■ **Tasks to perform**:
[a] Print the portion of the text on the 1951 Communist Party ban from "But the campaign" to "Democratic Labour Party.".
[b] Extend the text on the 1951 Communist Party ban, picking up right after its final sentence.

----- Provided text -----

The legislation was challenged in the High Court and on March 9, 1951, the Act was ruled by the Court “to be unconstitutional and invalid; ruling that it was beyond the power of the Parliament to suppress an organisation in a time of peace.”

The governments response was to try to change the Constitution to give them the power to ban and oppress ‘Communists’ via the – 1951 Australian Communist Party ban referendum (held September 22, 1951).

The referendum failed, but only just.

But the campaign was incredibly lurid and divisive and attacks on the freedoms of citizens deemed to be commies continued.

Many careers were destroyed by the paranoia and attacks by the anticommunists.

The Australian Labor Party, the political arm of the trade unions, was split by the campaign, with the anticommunist Roman Catholics forming a new party the Democratic Labour Party.

This split the working class vote and allowed the conservatives to rule for many years unchallenged.

This graphic was a handbill published by the YES case during the Referendum campaign – the arrows from Asia are obvious.

The campaign was really about the autocratic inclinations of the conservative party under the dominant control of the Prime Minister Menzies.

His intention was to ban, imprison and generally harass any political opponents.

There were also ‘religious’ aspects.

----- Given information -----

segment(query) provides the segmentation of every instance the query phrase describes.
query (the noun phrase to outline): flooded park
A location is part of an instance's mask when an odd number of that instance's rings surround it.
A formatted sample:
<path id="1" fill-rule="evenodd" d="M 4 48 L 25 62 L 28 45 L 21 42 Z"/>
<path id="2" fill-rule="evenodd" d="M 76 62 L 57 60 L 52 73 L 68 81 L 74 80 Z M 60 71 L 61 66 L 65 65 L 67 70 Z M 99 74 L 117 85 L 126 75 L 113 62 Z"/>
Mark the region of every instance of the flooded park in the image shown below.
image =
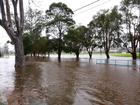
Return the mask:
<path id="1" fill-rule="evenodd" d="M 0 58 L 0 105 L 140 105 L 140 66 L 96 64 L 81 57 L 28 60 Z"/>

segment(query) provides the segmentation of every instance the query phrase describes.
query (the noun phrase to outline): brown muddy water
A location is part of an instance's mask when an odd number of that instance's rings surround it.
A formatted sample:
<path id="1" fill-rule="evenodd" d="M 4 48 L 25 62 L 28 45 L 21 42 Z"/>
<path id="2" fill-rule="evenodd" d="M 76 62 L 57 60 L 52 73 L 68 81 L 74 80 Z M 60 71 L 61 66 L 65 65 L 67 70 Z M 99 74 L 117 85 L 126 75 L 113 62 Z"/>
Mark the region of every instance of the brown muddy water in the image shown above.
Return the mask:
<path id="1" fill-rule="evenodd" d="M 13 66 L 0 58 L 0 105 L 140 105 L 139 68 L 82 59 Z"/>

-----

■ **Results in order**:
[a]
But the campaign was incredibly lurid and divisive and attacks on the freedoms of citizens deemed to be commies continued.

Many careers were destroyed by the paranoia and attacks by the anticommunists.

The Australian Labor Party, the political arm of the trade unions, was split by the campaign, with the anticommunist Roman Catholics forming a new party the Democratic Labour Party.

[b]
In his 1951 election campaign launch – Election Speech – the PM said:

… Communism is a materialistic doctrine, void of spiritual content. It is not only anti-Christian, but is opposed to all those nobler aspirations which spring from the religious faith of decent people. True, Communism itself has been called, by some, a religion. But it is a religion of hatred; it derives from the darkest recesses of the human mind; it has nothing in common with the Christian gospel of love and brotherhood. If it had, it could not preach the class war or use envy and malice as its characteristic weapons.

As part of this anticommunist zealotry, citizens were assaulted by politicians and lobby groups with the so-called – Domino theory – which invoked the imagery of all the South East nations between China and Australia toppling like dominoes as the evil reds invaded and finally came to our borders.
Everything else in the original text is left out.